_Input material_:
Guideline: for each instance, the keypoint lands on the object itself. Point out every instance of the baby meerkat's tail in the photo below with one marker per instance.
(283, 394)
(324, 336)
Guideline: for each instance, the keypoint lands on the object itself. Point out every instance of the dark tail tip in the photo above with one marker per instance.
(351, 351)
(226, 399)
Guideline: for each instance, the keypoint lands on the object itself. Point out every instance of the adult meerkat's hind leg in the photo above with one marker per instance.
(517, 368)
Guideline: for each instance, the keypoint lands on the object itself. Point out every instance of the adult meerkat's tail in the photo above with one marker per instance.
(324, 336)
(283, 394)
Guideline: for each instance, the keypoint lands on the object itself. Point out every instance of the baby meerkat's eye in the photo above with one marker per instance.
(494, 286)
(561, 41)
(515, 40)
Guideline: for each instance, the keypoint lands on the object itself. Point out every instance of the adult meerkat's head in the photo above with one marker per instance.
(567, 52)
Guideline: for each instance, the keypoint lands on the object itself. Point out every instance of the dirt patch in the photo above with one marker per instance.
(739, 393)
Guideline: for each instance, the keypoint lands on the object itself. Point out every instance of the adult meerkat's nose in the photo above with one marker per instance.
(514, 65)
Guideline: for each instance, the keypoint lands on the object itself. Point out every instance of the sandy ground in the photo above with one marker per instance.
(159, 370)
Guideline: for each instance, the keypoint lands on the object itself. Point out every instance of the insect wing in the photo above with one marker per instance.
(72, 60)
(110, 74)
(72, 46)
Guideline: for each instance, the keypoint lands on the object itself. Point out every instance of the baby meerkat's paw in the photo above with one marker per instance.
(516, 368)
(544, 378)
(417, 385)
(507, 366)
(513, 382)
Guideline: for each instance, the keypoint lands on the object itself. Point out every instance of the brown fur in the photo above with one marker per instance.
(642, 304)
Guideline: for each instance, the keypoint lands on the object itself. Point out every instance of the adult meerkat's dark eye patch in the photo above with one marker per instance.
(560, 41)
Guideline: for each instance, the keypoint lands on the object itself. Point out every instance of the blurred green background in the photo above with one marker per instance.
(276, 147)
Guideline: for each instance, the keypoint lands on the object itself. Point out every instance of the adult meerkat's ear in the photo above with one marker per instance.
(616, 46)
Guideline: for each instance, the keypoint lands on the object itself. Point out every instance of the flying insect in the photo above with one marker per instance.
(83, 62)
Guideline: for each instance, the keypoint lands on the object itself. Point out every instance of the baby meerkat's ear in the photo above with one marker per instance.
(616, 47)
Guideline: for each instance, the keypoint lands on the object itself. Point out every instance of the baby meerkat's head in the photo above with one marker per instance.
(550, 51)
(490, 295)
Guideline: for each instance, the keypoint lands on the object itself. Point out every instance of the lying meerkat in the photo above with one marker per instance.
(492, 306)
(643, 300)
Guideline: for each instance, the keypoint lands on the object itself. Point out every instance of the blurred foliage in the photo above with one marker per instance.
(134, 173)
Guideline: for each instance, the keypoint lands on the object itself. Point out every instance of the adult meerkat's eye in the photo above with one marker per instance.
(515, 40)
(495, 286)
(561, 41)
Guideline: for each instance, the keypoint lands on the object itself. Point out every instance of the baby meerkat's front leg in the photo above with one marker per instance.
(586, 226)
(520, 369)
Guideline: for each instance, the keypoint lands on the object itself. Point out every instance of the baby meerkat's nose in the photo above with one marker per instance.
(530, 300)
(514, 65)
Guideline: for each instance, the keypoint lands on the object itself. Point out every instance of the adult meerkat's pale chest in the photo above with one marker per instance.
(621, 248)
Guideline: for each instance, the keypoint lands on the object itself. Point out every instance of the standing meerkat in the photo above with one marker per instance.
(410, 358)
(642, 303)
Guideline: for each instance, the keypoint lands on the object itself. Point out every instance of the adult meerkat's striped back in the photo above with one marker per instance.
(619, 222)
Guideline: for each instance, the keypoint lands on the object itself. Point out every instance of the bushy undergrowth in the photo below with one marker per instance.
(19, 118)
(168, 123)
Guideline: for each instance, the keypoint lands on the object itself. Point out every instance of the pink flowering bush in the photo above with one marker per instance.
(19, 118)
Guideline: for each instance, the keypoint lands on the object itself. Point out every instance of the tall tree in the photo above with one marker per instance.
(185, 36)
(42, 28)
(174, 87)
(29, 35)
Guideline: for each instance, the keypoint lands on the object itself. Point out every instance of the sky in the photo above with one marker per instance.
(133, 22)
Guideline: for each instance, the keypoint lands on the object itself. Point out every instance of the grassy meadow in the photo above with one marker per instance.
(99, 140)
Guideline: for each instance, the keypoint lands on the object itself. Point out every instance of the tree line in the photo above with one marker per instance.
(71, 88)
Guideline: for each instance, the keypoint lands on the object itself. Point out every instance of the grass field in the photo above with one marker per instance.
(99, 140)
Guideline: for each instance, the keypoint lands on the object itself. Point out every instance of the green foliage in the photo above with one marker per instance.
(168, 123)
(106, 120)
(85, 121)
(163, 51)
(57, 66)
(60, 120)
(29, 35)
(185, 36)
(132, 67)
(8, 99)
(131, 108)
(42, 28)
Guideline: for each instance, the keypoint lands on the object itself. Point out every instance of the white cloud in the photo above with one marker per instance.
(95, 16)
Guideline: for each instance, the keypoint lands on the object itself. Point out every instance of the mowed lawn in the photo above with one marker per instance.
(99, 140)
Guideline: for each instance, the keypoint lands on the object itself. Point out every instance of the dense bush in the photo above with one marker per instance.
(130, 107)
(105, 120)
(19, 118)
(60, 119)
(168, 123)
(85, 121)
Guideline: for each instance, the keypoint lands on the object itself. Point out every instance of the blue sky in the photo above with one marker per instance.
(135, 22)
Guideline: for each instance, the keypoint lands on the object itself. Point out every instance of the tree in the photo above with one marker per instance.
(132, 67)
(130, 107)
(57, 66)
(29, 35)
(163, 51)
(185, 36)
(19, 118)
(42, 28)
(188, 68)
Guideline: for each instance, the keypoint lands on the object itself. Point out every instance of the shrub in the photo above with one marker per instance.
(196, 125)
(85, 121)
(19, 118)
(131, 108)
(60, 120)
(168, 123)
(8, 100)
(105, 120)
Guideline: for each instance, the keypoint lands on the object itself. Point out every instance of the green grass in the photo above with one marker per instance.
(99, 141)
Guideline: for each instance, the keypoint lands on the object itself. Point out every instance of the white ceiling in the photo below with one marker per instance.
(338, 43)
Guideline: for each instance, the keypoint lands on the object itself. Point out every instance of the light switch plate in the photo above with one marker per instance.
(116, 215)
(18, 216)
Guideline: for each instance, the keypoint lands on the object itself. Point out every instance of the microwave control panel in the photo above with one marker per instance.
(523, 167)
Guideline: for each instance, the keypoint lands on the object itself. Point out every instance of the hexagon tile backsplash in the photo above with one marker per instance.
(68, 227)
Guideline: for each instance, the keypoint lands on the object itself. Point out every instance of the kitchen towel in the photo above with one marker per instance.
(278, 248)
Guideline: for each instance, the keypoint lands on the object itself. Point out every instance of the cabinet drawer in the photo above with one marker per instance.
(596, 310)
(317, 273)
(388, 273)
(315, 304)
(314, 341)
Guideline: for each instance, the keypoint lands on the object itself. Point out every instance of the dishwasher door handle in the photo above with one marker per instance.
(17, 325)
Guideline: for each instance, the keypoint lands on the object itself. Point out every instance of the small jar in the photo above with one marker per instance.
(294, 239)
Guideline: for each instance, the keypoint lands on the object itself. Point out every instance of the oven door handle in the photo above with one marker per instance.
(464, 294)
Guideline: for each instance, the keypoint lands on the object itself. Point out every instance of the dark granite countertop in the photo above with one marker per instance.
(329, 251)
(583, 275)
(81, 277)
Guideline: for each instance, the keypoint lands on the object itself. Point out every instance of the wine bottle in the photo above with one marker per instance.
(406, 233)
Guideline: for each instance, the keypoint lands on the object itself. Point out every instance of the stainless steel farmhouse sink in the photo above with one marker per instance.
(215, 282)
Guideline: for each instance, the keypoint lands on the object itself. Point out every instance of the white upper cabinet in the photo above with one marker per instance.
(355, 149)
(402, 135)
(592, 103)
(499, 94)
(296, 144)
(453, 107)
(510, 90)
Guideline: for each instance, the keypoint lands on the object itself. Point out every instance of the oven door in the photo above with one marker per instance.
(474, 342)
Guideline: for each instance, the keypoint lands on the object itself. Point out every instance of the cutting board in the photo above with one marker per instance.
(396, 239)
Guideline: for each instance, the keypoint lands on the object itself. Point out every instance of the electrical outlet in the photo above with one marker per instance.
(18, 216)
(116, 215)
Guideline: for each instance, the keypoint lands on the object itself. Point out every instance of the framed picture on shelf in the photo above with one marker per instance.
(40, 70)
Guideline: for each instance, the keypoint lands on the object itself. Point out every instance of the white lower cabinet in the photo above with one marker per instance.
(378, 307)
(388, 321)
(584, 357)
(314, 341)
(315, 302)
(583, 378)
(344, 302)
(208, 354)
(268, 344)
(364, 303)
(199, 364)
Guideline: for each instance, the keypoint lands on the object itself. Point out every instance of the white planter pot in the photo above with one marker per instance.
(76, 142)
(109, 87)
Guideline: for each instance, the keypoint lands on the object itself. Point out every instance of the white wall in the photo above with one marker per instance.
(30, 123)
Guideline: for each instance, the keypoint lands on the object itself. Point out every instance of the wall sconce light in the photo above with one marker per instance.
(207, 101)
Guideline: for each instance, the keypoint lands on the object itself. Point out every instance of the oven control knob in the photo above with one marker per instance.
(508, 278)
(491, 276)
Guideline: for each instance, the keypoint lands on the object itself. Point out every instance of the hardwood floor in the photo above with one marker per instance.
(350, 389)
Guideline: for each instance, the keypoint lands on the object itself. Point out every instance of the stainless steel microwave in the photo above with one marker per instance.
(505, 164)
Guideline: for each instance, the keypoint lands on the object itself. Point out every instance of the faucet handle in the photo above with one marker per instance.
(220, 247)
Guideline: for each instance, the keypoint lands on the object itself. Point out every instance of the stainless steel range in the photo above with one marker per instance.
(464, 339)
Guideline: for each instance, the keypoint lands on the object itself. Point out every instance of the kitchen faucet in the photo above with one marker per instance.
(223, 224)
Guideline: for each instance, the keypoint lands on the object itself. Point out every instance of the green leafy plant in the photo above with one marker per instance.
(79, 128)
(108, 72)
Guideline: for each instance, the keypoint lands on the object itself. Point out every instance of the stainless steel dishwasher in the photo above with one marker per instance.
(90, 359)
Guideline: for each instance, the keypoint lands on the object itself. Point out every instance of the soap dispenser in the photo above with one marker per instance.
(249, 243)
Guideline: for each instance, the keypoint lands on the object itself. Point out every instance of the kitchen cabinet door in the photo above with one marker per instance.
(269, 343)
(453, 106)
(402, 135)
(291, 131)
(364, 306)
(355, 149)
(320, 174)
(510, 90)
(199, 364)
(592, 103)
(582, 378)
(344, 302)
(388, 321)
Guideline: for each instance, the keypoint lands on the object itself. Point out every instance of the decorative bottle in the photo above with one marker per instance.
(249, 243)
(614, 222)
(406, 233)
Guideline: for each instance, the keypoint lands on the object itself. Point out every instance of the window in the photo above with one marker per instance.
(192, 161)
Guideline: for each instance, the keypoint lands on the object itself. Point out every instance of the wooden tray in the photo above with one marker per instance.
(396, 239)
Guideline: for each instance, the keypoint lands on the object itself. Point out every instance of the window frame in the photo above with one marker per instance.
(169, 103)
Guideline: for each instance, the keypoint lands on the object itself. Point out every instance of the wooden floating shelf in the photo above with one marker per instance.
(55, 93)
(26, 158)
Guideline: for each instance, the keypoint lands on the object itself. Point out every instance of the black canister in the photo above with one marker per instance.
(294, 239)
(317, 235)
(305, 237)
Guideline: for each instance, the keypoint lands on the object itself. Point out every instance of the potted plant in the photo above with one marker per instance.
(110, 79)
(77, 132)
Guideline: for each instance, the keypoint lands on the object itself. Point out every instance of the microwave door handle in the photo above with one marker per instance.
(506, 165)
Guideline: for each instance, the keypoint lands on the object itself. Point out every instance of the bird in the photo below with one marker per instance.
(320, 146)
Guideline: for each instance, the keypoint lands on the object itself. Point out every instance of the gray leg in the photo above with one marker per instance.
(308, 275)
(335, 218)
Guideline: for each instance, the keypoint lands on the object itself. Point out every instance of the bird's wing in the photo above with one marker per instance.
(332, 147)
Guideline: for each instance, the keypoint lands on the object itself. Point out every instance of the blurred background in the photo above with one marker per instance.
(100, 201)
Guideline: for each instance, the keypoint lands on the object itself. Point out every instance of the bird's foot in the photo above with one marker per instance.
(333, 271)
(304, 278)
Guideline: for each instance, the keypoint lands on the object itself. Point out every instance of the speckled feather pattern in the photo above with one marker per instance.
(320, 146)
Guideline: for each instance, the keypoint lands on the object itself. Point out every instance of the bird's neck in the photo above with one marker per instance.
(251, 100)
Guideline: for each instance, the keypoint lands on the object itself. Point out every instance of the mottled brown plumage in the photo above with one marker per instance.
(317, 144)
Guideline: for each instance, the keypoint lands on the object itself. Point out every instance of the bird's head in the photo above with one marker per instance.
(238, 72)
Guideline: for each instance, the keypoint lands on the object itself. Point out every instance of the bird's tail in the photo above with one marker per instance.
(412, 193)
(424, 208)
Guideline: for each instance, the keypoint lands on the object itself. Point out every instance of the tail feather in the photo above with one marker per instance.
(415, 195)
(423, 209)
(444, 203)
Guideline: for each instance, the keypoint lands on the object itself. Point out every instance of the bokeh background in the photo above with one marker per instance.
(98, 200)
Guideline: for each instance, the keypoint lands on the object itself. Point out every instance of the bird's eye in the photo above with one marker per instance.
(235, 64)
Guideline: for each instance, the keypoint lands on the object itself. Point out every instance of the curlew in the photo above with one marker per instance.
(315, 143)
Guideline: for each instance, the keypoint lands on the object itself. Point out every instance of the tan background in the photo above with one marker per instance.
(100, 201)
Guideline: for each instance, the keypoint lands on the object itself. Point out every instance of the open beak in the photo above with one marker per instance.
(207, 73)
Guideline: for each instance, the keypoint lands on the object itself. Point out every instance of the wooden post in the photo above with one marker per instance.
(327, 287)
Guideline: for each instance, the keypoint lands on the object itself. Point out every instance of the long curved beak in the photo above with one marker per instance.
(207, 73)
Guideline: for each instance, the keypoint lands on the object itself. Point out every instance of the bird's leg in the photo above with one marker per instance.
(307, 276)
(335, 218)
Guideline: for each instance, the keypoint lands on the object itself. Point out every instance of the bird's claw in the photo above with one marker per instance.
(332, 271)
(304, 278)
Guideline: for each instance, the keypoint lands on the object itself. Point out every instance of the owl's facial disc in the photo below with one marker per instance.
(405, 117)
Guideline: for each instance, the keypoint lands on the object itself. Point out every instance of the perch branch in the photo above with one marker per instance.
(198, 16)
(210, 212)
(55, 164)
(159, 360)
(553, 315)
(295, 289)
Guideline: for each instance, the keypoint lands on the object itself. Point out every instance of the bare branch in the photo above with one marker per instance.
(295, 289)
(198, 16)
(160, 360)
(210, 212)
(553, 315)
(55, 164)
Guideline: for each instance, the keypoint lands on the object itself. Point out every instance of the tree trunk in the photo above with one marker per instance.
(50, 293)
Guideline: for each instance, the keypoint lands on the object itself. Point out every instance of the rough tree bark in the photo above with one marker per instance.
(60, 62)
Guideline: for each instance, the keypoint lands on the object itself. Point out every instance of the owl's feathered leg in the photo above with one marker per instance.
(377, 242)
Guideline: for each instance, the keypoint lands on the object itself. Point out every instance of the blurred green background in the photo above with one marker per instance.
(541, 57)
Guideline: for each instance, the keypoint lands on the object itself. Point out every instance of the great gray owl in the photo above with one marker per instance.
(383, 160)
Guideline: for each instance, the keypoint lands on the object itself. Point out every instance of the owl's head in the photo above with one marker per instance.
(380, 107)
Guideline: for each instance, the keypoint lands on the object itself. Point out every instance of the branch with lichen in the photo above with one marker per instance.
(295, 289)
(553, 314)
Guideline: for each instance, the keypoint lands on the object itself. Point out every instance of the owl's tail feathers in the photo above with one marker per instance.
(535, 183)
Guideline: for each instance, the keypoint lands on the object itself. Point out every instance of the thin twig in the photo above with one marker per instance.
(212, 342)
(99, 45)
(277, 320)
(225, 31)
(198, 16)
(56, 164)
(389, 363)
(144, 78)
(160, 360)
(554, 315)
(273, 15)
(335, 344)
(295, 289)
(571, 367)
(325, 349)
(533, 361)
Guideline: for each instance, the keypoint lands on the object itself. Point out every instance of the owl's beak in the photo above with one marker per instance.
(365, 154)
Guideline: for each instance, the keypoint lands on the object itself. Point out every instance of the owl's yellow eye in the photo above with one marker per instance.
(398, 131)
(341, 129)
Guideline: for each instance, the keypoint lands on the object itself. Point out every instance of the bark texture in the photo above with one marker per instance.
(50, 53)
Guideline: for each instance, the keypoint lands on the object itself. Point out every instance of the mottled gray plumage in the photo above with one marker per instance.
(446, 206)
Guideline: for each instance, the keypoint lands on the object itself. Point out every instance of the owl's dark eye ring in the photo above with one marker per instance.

_Task objective_:
Write out exactly the lines from the line containing "the mottled gray" to the end of the listing above, both included, and nothing else.

_Response for this exercise_:
Guideline: for each instance, the keypoint lands on the object itself. Point out every instance of the mottled gray plumage in the photo above with one marker per instance.
(446, 206)
Guideline: for each instance, the keypoint lands on the object itself. Point out every instance of the owl's dark eye ring in the photo above with one marker per instance.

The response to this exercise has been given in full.